Segment Start: RECORDS FOR THE TASK
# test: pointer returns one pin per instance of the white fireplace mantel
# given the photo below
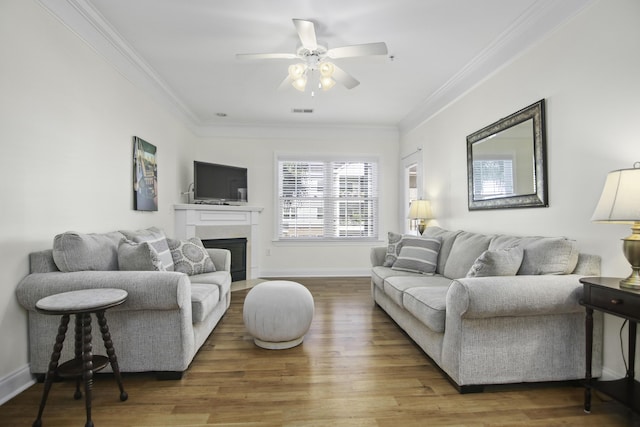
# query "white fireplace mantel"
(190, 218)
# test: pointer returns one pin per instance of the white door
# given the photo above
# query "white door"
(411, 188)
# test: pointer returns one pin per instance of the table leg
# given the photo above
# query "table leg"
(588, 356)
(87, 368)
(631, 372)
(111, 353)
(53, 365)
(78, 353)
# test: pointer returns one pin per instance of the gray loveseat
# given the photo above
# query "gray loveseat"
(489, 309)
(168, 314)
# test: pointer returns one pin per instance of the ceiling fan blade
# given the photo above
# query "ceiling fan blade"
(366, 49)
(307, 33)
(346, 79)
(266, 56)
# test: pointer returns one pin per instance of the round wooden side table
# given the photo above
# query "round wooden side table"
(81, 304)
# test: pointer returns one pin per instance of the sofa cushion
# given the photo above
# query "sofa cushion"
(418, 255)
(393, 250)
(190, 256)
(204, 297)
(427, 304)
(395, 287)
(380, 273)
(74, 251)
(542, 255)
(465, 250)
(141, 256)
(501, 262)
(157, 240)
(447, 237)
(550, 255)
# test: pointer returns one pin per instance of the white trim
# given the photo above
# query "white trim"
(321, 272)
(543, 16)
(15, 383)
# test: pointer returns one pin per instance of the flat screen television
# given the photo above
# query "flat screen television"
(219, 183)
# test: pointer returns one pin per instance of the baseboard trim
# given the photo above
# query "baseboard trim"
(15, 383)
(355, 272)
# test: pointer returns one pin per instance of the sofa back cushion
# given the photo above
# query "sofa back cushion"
Segment End: RECORDS FOR THE TASK
WHAT IS BEING ASKED: Retype the records verbatim, but not their images.

ANSWER TO THE PROBLEM:
# test: pointer returns one pin per instance of the white fireplace mantel
# given the photo below
# query "white fireplace mantel"
(190, 218)
# test: pointer returns one pin per instance of the white door
# given the photo above
# query "white door"
(411, 188)
# test: pointer returns one pin per instance of the table leg
# given the photo above
# query "table leg"
(588, 356)
(87, 368)
(631, 372)
(111, 353)
(53, 365)
(78, 353)
# test: pointer returns one pin per instance of the gray loveseat
# given the photo above
# query "gray loveseat"
(489, 309)
(168, 314)
# test: pointer returns one pin per instance of the ceiling fan blade
# given the photo above
# query "ceiling fan blade"
(366, 49)
(307, 33)
(346, 79)
(266, 56)
# test: pointer returns one pin per instance of the round wooden side table
# given the photo above
# query "round wooden side table"
(81, 304)
# test: pointer returns one pin per instance of the sofa cushion
# given the photo above
# query "sofa cushion"
(418, 255)
(393, 250)
(190, 256)
(204, 297)
(427, 304)
(395, 287)
(380, 273)
(74, 251)
(542, 255)
(465, 250)
(141, 256)
(501, 262)
(157, 240)
(447, 237)
(550, 255)
# test: pointer returns one pin per instance of the white trim
# given the photo above
# query "white trim"
(321, 272)
(543, 16)
(15, 383)
# test: pointer returns one pin per instance of the flat screen television
# given the photo above
# query "flat screen television"
(219, 183)
# test: pointer returns one pin per instance of the baseboard trim
# given the photo above
# query "baseboard trim"
(15, 383)
(355, 272)
# test: pointer returns one pin per instance of the sofa back cushion
# given the photo above
# query "sofa back cushion"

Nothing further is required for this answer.